* DATASET RECORDS:
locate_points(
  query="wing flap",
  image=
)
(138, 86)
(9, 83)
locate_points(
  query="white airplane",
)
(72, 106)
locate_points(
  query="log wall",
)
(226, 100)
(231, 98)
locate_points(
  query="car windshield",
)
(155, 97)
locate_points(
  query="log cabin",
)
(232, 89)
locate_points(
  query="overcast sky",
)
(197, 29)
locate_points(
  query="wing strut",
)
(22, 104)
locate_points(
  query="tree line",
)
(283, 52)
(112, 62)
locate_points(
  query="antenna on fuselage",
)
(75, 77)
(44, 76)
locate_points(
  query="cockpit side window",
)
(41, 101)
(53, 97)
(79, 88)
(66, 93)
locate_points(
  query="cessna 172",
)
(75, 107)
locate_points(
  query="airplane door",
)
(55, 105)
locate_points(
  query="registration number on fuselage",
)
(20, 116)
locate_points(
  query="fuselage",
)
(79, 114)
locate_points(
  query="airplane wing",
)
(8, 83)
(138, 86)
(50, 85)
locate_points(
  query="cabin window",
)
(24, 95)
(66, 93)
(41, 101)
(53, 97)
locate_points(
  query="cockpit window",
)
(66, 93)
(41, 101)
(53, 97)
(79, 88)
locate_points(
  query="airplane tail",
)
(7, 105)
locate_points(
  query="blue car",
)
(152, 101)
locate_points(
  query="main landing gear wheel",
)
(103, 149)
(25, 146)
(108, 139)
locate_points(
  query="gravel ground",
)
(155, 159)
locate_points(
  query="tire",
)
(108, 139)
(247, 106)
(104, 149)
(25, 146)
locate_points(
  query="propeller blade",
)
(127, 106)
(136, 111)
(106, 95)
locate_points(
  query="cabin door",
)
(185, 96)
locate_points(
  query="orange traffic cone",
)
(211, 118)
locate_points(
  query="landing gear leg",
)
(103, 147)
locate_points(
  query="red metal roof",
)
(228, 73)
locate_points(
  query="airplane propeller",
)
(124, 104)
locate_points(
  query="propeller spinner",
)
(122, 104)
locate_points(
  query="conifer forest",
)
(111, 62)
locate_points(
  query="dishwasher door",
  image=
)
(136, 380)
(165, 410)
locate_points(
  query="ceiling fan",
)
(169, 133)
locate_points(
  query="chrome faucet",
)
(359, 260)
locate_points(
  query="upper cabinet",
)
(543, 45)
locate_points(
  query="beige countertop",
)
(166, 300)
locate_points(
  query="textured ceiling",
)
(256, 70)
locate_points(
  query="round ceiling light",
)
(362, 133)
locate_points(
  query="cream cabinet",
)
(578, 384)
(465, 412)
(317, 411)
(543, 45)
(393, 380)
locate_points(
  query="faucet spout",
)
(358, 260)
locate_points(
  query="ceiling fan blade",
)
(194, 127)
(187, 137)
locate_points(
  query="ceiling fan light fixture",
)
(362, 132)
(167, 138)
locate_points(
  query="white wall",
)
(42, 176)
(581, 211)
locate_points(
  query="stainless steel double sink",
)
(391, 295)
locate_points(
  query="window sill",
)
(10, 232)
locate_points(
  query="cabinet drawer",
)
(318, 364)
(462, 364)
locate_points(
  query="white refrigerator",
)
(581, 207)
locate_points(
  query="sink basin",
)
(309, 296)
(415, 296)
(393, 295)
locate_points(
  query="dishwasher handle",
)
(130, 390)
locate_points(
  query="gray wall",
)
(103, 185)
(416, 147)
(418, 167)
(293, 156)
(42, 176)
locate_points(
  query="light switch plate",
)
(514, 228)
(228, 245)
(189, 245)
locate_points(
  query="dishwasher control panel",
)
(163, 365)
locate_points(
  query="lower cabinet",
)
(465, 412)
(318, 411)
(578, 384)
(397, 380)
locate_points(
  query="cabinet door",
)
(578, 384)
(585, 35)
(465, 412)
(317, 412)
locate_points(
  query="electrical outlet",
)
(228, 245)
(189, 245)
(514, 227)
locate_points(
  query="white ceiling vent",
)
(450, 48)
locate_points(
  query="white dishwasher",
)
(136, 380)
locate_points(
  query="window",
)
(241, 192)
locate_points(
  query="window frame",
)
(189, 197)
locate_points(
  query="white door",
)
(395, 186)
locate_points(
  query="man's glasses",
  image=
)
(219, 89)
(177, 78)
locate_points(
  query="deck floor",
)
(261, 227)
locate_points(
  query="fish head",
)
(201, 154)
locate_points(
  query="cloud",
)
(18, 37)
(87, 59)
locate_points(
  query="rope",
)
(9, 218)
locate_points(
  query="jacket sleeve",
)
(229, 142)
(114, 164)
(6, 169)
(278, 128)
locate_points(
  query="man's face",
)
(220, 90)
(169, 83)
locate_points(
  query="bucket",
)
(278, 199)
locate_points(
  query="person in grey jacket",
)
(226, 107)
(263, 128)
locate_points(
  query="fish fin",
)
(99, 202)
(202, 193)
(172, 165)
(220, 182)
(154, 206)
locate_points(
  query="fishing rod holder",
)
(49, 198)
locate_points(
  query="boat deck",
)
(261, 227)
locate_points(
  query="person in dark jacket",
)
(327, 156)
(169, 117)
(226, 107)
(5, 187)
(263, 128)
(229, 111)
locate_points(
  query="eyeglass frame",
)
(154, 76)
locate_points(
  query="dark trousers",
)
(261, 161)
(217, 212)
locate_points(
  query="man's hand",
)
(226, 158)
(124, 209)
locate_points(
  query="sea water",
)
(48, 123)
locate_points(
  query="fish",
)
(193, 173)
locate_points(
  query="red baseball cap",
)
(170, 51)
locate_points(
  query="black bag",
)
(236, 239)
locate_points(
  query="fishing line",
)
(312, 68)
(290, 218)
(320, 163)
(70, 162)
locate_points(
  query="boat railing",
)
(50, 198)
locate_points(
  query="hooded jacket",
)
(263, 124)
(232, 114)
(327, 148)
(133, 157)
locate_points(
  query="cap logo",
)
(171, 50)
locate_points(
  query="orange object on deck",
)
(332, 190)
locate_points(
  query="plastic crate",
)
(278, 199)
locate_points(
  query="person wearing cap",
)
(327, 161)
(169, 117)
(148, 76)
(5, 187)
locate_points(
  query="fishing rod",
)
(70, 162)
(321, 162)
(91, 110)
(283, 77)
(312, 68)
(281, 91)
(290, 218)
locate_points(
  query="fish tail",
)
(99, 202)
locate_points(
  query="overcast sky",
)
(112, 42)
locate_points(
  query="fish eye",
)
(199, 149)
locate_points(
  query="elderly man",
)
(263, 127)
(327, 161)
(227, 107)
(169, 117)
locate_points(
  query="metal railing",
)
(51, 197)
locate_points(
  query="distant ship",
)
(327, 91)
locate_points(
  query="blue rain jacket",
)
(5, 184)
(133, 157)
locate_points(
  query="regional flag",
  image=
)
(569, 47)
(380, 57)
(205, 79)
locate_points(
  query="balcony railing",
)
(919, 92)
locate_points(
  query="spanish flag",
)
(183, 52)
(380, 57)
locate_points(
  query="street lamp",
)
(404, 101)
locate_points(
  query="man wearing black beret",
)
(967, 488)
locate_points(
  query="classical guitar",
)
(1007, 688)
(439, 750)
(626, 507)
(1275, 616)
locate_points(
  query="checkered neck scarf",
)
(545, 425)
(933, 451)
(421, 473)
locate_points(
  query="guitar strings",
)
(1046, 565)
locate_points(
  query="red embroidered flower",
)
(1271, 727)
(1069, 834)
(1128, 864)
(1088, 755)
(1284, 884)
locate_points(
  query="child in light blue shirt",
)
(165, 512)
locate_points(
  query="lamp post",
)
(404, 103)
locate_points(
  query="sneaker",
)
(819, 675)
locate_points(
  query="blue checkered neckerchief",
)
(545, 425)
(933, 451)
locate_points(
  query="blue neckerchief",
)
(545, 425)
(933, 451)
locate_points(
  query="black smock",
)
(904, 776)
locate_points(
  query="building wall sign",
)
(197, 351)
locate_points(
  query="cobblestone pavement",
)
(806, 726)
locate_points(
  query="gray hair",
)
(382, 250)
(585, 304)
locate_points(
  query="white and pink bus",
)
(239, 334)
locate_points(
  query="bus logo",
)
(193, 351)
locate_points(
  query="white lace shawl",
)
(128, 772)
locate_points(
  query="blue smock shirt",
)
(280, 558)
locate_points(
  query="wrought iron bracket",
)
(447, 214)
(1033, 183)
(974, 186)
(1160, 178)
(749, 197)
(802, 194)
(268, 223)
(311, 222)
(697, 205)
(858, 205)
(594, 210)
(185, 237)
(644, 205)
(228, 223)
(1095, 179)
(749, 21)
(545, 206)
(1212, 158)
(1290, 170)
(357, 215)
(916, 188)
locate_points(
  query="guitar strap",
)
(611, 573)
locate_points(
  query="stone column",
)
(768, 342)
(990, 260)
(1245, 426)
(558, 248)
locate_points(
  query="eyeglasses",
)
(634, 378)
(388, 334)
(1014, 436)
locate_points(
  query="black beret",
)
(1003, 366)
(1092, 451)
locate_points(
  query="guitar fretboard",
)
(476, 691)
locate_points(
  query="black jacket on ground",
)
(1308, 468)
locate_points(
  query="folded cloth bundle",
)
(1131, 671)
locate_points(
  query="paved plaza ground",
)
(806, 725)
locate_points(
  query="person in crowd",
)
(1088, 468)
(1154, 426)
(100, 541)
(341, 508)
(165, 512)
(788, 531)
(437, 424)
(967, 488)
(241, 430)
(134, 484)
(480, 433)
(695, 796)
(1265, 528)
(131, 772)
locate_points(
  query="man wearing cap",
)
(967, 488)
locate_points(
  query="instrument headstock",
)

* WHAT TO WORK ON:
Count how many lines in the records above contain the word "white". Reply with only the number.

* EXERCISE ANSWER:
8